◆ **OBJECTIVE**:
Continue the excerpt on China's construction industry, starting after its final sentence.

◆ **SELECTED EXTRACT**:
——

2.2 Size and Growth of the Construction Industry. China's construction industry is huge and
widespread. Today the whole of China could be described as one large construction site! Currently the
annual output of the CI is about US $ 93 billion - it employs nearly 24 million people (more than 5% of
the total labour force); it accounts for more than 6% of the GDP, and has been growing at an average
annual rate of nearly 10% since 1979. The high growth rate of CI is attributable to extreme shortage of
infrastructure and building space. This growth rate is likely to remain high in the foreseeable future.
Statistics show that the percentage contribution of the CI to China's GDP has been increasing since 1978
- in 1994 it stood at about 6.5%, compared to 4.7% and 3.8% in 1991 and 1978 respectively (Annex 1).
However, the share of China's CI in GDP is still low compared to the developed countries, which implies
a strong potential for further growth of the CI.
2.3 Enterprises and Labour Force. China's CI is composed of three distinct categories of construction
forces, namely: State Owned Enterprises (SOEs); Urban and Rural Collectives (URCs); and Rural
Construction Teams (RCTs). In 1994, there were more than 94.000 construction enterprises in China
employing over 24.0 million workers. These were composed of about 7.250 SOEs with 8.18 million
employees, 16.980 URCs with 6.36 million employees and 69.840 RCTs with nearly 9.7 million
employees. The rapid growth in construction since 1979 has expanded the construction labour force,
which increased from 9.8 million in 1980 to over 24 million in 1994.
2.4 Output Indicators. The gross output value of the construction industry which was Rmb 34.7 billion
in 1980 had reached Rmb 768.4 billion in 1994. The major construction investment outputs, for this
period, could be listed as: 110.000 megawatts of new electrical generating capacity; 117 million tons of
cement production; 7.484 km of new railway lines; 41.300 km of new highways, 340 million tons of
additional harbour cargo-handling capacity; more than 10 new major railway stations in big cities; over 2
billion m2 of new residential housing; 9.3 billion m2 of rural housing, and a large number of public
facilities. This was complemented by some 25.4 million tons of additional steel production, 312 million
tons of additional coal production and 183 million barrels of additional petroleum recovery.
The Chinese Vice Premier Mr. Zou Jiattua greets CIB Vice President Dr. Shin Okamoto.
2.5 CI's Linkages to the Rest of the Economy. Construction typically contributes 5% to 9% to the
GDP in developing countries and provides critical backward and forward linkages to the rest of the
economy. In the case of China, the backward linkages are quite significant - over 10.200 design institutes
(0.75 million employees), l380 supervision agencies (71.000 employees) and very large construction
material and service industries. A rough estimate of the employment ratio between construction
enterprises and direct and indirect employment in the material and service industries is 2:1. The CI also
generates large "forward linkages" to the economic activities which use the constructed facilities. Since
construction in China is a labour-intensive industry, the value added by the CI itself is rather low (6.5%
value added to GDP in 1994) compared with other industries.

——

◆ **GIVEN ENTRIES**:
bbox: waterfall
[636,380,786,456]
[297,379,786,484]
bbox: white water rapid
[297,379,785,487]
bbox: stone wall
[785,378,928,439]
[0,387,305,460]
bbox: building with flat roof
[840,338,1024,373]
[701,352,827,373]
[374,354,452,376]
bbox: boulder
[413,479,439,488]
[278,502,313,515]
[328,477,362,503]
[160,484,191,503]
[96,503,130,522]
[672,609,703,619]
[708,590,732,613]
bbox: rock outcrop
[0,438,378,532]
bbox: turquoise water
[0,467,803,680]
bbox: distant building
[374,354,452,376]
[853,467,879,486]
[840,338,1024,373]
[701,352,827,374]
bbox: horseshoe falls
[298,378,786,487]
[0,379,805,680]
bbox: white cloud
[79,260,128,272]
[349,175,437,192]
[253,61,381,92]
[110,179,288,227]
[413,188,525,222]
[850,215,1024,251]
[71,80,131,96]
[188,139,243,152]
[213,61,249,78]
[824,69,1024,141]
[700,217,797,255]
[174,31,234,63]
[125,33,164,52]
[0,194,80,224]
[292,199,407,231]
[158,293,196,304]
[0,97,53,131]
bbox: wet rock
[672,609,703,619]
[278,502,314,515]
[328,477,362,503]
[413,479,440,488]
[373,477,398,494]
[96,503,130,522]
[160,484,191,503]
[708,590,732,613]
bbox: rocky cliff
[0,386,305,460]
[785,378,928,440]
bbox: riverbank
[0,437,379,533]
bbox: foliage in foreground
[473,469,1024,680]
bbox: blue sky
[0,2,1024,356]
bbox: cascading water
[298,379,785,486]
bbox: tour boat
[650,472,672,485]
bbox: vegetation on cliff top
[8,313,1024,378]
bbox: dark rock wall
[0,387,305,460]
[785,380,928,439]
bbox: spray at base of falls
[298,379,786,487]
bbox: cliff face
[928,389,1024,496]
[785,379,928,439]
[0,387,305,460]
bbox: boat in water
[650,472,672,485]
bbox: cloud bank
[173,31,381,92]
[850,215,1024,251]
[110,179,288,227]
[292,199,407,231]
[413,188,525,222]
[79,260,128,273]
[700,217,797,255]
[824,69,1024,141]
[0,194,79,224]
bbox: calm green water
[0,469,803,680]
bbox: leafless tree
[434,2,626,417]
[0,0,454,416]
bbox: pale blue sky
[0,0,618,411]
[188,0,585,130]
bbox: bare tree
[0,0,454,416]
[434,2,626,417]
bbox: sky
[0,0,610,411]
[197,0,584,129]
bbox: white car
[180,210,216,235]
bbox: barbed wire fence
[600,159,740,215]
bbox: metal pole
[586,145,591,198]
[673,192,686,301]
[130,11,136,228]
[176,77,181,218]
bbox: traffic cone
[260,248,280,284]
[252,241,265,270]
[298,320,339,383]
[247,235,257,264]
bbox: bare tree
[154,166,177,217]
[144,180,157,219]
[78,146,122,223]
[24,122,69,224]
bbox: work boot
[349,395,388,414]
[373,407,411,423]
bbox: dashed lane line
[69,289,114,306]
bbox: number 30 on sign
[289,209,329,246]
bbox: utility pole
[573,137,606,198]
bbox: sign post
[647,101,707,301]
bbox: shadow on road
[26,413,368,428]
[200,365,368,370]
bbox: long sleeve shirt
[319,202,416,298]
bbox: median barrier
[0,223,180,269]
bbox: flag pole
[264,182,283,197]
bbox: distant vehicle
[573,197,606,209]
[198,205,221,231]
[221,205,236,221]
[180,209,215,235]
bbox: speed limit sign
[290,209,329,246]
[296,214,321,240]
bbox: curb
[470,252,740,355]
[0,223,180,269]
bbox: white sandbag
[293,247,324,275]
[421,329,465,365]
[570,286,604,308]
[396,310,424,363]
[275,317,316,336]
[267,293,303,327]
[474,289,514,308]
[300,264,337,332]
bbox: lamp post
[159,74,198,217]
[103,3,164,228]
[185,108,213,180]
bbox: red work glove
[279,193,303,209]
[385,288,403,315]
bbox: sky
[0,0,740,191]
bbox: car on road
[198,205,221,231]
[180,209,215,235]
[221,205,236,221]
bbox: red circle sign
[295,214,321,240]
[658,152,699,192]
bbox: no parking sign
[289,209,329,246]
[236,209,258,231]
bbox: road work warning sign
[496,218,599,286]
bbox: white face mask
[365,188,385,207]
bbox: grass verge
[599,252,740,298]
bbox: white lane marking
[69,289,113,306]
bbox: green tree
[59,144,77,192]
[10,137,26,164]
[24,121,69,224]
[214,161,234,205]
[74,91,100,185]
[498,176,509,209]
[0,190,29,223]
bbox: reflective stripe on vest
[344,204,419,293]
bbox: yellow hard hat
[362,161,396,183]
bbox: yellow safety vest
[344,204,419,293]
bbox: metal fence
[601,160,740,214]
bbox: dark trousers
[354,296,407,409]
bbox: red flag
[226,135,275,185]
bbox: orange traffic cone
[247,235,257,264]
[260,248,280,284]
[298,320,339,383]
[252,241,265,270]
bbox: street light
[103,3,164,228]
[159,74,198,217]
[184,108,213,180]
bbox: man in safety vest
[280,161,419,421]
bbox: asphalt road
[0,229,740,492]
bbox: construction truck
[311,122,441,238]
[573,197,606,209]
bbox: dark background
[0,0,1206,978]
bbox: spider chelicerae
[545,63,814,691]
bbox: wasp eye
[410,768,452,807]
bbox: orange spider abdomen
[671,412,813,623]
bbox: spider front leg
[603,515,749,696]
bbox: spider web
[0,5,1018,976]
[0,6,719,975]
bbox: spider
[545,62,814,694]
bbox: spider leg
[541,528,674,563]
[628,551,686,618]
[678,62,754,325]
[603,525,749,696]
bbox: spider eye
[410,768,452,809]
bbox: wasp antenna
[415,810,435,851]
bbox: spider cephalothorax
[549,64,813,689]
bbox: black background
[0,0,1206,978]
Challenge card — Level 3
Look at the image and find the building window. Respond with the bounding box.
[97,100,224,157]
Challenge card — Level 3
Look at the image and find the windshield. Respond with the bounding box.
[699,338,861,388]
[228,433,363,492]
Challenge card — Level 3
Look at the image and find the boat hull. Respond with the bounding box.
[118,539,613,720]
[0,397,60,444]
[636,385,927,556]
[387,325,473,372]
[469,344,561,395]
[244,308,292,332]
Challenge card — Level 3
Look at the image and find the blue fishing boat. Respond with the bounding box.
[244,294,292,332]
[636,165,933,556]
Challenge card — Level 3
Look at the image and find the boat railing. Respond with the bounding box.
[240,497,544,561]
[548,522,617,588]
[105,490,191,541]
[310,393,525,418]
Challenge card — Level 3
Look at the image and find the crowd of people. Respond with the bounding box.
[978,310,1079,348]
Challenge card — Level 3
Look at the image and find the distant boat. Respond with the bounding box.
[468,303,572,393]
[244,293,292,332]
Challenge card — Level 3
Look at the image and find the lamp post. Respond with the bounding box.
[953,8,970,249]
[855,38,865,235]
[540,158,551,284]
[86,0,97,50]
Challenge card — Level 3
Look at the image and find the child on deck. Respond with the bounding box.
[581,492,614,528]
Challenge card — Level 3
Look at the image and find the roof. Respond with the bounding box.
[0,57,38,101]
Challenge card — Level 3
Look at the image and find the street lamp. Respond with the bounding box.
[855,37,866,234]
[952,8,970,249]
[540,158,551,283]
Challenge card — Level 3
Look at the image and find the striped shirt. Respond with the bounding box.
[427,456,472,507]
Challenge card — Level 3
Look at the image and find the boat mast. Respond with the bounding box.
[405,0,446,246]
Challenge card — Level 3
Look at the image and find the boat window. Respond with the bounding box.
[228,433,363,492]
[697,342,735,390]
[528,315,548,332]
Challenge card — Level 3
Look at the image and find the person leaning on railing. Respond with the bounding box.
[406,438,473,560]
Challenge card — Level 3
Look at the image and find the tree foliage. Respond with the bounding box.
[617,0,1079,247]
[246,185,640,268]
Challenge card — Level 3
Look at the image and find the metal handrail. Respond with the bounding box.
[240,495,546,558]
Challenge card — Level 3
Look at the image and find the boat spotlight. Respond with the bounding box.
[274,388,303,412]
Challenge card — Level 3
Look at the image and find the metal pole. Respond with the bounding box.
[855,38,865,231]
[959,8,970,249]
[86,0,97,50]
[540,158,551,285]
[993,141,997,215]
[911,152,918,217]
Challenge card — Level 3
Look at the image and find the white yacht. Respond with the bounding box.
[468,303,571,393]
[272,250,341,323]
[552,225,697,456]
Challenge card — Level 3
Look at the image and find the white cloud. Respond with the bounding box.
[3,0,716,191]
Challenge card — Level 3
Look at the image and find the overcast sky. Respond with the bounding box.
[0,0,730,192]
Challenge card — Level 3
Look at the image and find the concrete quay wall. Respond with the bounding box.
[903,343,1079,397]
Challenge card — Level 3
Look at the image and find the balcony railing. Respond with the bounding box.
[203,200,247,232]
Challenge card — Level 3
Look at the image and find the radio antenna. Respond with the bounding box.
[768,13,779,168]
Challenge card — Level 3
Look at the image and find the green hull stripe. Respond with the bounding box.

——

◆ **TASK RESULT**:
2.6 Overseas Contracting Business. Chinese enterprises are increasingly getting involved in
international contracts for engineering projects, manpower services, and overseas enterprises. Since 1979,
about 219.900 workers have been sent abroad and the cumulative dollar amount of overseas contracts is
reported to be US $ 38.3 billion, of which the 1994 figure alone was US $ 6 billion. Most of these
contracts were for civil works in the developing countries. This has helped the development of the CI at
home as well. Licenses for construction enterprises abroad are issued by the Ministry of Foreign
Economic Relations and Trade (MOFERT), mainly to SOEs. Every year, several Chinese corporations
have appeared in the list of the top 250 international contractors, published by the Engineering News
Record (ENR). In this regard, Chinese contractors could benefit a lot by first competing against foreign
contractors within China.
Vice Minister of Construction Mr. Mao Rubai with Don Buck, President of Fluor Daniel Construction
Company, the Conference Keynote Speaker.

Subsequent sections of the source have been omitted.